-- start --

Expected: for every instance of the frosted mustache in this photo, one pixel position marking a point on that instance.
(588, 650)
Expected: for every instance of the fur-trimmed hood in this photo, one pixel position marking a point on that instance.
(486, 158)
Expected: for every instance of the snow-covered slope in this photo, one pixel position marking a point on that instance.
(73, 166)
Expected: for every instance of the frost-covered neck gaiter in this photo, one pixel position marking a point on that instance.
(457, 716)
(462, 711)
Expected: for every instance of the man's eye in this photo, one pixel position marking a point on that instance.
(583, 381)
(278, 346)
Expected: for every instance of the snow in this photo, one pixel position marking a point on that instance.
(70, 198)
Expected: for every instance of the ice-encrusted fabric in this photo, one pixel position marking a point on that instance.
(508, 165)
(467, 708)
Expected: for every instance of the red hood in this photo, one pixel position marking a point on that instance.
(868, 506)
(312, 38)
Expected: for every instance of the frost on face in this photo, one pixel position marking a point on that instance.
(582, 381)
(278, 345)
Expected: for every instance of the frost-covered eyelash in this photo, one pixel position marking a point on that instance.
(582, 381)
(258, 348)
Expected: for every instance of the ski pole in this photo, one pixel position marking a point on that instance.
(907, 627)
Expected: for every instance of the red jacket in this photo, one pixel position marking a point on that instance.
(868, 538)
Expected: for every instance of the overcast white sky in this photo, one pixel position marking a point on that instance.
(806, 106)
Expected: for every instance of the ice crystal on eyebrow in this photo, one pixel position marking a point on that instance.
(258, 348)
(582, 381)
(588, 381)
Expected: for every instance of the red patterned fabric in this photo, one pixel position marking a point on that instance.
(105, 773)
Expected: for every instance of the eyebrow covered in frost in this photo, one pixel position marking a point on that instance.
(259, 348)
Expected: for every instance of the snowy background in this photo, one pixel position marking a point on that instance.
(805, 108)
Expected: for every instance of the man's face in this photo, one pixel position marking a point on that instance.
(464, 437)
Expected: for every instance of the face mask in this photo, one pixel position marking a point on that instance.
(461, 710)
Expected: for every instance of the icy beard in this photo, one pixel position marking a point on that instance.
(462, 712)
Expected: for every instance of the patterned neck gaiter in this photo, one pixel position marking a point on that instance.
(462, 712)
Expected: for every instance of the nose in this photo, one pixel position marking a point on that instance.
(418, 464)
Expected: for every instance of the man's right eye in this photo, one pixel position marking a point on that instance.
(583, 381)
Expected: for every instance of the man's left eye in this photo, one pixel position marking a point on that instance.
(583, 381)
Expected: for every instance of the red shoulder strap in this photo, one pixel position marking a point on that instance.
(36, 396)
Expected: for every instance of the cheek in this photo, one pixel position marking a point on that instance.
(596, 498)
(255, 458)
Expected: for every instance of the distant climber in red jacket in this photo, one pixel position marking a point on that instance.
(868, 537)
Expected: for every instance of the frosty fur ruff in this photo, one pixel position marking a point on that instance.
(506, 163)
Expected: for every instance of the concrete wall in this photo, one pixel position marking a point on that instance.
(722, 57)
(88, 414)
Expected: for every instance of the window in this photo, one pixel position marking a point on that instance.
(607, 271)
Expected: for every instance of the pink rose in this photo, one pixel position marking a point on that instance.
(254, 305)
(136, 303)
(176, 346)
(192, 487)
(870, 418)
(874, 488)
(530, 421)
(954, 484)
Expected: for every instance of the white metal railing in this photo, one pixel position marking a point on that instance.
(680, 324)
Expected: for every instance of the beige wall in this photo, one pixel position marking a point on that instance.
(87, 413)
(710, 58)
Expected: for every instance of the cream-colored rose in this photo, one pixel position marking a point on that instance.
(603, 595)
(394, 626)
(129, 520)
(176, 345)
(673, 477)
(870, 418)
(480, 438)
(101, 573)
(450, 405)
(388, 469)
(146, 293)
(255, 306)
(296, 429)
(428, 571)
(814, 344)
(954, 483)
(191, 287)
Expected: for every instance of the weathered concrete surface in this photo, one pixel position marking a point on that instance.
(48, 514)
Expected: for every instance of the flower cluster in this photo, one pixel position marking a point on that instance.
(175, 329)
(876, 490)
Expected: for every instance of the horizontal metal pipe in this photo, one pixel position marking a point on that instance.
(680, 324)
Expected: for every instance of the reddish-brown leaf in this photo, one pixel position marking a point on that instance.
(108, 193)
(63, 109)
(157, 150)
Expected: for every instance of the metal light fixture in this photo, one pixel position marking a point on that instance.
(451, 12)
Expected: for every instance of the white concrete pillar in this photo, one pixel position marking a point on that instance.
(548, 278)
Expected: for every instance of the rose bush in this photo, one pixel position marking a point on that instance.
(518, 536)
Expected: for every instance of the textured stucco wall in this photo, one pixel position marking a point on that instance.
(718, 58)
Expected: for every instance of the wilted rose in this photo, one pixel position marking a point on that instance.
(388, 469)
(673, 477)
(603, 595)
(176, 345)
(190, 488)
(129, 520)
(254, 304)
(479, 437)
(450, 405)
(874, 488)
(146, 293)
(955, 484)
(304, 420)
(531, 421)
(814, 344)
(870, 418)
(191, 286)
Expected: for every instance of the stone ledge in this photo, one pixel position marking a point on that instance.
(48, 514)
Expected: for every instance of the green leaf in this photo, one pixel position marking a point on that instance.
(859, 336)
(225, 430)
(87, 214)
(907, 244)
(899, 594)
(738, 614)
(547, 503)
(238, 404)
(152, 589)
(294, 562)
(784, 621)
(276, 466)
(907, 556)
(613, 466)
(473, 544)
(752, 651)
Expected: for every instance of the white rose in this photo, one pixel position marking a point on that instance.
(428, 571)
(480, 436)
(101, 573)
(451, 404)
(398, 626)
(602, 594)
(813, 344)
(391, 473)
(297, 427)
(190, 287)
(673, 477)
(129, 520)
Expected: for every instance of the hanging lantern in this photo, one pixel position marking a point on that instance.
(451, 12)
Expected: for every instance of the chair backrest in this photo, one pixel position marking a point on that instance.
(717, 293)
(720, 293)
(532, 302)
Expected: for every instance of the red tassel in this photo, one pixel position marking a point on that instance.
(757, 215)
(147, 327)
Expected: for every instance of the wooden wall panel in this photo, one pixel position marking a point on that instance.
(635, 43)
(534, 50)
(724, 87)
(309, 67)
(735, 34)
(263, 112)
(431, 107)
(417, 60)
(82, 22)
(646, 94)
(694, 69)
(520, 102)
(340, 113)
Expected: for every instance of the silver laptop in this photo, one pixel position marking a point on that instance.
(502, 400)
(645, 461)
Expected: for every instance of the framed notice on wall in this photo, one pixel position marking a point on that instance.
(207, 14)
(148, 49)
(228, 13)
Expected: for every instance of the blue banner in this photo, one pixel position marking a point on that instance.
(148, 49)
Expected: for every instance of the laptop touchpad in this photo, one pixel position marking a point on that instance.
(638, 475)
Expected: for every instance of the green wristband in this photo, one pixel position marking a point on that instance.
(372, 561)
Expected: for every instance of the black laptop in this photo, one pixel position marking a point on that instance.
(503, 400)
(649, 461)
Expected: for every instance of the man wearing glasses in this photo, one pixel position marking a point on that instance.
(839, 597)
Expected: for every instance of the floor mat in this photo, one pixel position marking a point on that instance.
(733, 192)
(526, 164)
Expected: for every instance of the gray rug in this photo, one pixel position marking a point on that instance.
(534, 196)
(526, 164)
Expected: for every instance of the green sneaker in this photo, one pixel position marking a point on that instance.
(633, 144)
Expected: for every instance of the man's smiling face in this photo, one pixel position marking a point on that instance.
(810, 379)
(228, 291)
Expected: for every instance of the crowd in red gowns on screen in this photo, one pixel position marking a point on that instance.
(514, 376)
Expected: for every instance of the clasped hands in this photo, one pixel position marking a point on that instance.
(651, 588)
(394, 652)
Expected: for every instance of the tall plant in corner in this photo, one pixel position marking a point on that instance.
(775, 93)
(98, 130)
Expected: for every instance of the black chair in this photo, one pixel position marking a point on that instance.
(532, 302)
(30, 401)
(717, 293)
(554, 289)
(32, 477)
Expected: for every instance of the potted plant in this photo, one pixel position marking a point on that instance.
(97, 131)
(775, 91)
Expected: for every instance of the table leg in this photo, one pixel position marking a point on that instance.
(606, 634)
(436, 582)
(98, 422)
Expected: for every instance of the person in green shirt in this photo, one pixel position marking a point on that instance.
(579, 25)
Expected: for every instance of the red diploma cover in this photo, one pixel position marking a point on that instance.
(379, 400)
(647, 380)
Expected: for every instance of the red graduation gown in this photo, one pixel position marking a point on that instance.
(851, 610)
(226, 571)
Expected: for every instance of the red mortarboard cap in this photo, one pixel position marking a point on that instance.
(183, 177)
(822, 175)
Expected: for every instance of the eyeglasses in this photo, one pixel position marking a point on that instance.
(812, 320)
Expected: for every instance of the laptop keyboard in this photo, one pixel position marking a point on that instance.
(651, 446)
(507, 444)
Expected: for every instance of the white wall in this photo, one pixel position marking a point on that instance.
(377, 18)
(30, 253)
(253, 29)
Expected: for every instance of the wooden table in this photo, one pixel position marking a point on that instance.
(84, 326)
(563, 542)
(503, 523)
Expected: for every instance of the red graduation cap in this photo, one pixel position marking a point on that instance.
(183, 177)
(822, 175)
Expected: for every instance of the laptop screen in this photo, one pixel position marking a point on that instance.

-- end --

- **SHORT TASK**: Take the line that contains "Expected: for every instance of the red mortarboard" and each line after it down to the last of the records, and retype them exactly; add nothing else.

- **CORRECT RESULT**:
Expected: for every instance of the red mortarboard cap in this photo, one pixel position marking a point on that instance.
(183, 177)
(822, 175)
Expected: for every instance of the eyeglasses in this photo, one pixel position marking a point on that instance.
(812, 320)
Expected: for every instance of the laptop keyboard in this photo, one pixel position marking a point on that instance.
(651, 446)
(507, 444)
Expected: for every instance of the white wall in this photo, one pixel position marking a point on that instance.
(377, 18)
(30, 253)
(253, 29)
Expected: for every instance of the wooden table in this photo, one pixel position marking a point on that instance.
(84, 326)
(563, 542)
(503, 523)
Expected: for every instance of the red graduation cap in this photo, one pixel position marking a point on that instance.
(183, 177)
(822, 175)
Expected: for every instance of the laptop screen in this photo, one pixel position marking a point on that instance.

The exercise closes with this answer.